▶ TASK REQUIREMENTS: Please go through the records below and return every line holding the word "snowy".

▶ GIVEN RECORDS:
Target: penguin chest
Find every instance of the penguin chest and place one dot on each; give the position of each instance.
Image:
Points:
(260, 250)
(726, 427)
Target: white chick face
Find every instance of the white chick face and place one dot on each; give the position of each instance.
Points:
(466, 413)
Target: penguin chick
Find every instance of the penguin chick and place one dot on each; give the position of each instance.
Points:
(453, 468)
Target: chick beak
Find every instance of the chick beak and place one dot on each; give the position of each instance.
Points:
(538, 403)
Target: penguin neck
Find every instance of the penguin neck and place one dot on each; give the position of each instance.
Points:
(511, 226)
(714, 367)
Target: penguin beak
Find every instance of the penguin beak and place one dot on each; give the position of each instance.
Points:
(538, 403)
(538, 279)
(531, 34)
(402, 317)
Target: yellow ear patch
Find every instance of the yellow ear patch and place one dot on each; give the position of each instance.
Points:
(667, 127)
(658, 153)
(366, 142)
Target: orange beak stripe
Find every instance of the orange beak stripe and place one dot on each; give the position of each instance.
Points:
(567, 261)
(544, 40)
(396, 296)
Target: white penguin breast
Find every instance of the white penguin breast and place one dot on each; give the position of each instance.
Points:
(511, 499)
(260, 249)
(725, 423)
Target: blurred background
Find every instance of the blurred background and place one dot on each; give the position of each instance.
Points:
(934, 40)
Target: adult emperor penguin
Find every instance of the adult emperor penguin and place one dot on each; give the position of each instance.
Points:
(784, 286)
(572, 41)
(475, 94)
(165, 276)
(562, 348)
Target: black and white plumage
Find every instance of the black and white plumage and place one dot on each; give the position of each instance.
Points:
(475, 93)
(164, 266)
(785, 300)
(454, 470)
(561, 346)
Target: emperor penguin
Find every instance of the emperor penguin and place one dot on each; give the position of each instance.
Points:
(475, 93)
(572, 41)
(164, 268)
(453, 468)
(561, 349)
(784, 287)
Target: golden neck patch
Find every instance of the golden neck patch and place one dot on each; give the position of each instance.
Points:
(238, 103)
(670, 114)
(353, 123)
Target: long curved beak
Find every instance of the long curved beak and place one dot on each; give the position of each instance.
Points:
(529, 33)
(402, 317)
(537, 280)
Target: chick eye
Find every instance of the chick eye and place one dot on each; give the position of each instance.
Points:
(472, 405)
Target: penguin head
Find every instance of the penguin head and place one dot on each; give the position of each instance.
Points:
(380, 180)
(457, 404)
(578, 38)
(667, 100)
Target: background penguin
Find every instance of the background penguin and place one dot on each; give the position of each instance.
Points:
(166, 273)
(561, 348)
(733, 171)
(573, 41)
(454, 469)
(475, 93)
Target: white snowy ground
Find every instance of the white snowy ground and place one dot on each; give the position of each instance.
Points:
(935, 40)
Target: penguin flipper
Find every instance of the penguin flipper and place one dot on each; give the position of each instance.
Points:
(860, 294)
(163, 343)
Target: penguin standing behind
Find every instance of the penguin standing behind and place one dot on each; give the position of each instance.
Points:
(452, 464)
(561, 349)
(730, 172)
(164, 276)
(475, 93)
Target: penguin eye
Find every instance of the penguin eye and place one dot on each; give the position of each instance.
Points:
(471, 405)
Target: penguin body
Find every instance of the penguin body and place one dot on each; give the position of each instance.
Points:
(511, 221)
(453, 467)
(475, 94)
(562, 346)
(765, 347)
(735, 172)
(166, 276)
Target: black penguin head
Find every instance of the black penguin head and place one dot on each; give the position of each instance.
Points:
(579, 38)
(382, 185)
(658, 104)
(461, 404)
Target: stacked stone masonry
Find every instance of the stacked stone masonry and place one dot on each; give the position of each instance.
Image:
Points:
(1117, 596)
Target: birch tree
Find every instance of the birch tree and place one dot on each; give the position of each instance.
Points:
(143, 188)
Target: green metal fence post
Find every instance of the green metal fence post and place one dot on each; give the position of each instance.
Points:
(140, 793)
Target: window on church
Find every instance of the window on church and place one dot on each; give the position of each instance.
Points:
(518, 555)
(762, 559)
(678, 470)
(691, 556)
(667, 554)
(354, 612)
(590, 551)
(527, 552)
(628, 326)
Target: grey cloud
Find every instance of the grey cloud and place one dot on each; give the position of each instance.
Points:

▶ RESPONSE TO THIS EXERCISE:
Target: white snowy ground
Find every instance of the white snowy ground and place one dot on each; give the position of each instance.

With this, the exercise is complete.